• TASK REQUIREMENTS:
(a) From the Sudoku passage below, reproduce the stretch from "where n, r, c,…" through "by some necessity." word for word.
(b) Render this sentence from the Sudoku passage below into Spanish: "According to Occam's razor principle, any addition to these basic predicates should be justified by some necessity."

• PASSAGE:
★ ★ ★ ★

The condition is also called the pattern of the rule.The language of Sudoku is built on a very limited number of primary predicates and associated atomic formulæ:
n1 = n2
r1 = r2
c1 = c2
b1 = b2
value(n, r, c)
candidate(n, r, c)
where n, r, c,… are variables (and = is the usual equality sign).
This is a natural modelling choice, justified by the fact that they constitute the minimum common to all players.
According to Occam's razor principle, any addition to these basic predicates should be justified by some necessity.
Auxiliary predicates can of course be defined. Formally, they are just formulæ with free variables.
For instance, share-a-unit(r1, c1, b1, r2, c2, b2) is defined as: r1 = r2 or c1 = c2 or b1 = b2
Other predicates that can be easily defined are:
- bivalue
- bilocation (or conjugate)

★ ★ ★ ★

• SUPPLIED ENTRIES:
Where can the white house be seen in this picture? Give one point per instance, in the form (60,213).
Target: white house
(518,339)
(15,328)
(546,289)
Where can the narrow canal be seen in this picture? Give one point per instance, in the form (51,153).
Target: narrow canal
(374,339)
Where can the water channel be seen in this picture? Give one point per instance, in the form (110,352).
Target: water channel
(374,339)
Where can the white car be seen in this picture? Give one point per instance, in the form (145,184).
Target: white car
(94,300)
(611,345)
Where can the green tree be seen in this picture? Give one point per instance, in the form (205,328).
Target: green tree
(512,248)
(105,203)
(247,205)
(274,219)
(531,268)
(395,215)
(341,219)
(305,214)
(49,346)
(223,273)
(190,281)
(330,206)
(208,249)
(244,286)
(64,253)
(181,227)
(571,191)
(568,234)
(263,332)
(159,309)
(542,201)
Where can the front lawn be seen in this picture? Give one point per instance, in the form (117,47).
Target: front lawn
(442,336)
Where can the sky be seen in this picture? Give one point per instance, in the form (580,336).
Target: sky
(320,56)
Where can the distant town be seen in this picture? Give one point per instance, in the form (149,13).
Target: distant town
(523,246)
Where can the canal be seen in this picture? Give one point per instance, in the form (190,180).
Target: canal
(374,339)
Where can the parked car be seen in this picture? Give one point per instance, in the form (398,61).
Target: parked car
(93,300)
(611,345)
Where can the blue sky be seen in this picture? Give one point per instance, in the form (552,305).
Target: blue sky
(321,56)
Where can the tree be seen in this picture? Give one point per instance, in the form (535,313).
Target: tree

★ ★ ★ ★

• TASK SOLUTIONS:
(a)
where n, r, c,… are variables (and = is the usual equality sign).
This is a natural modelling choice, justified by the fact that they constitute the minimum common to all players.
According to Occam's razor principle, any addition to these basic predicates should be justified by some necessity.

(b) Según el principio de la navaja de Occam, cualquier adición a estos predicados básicos debería justificarse por alguna necesidad.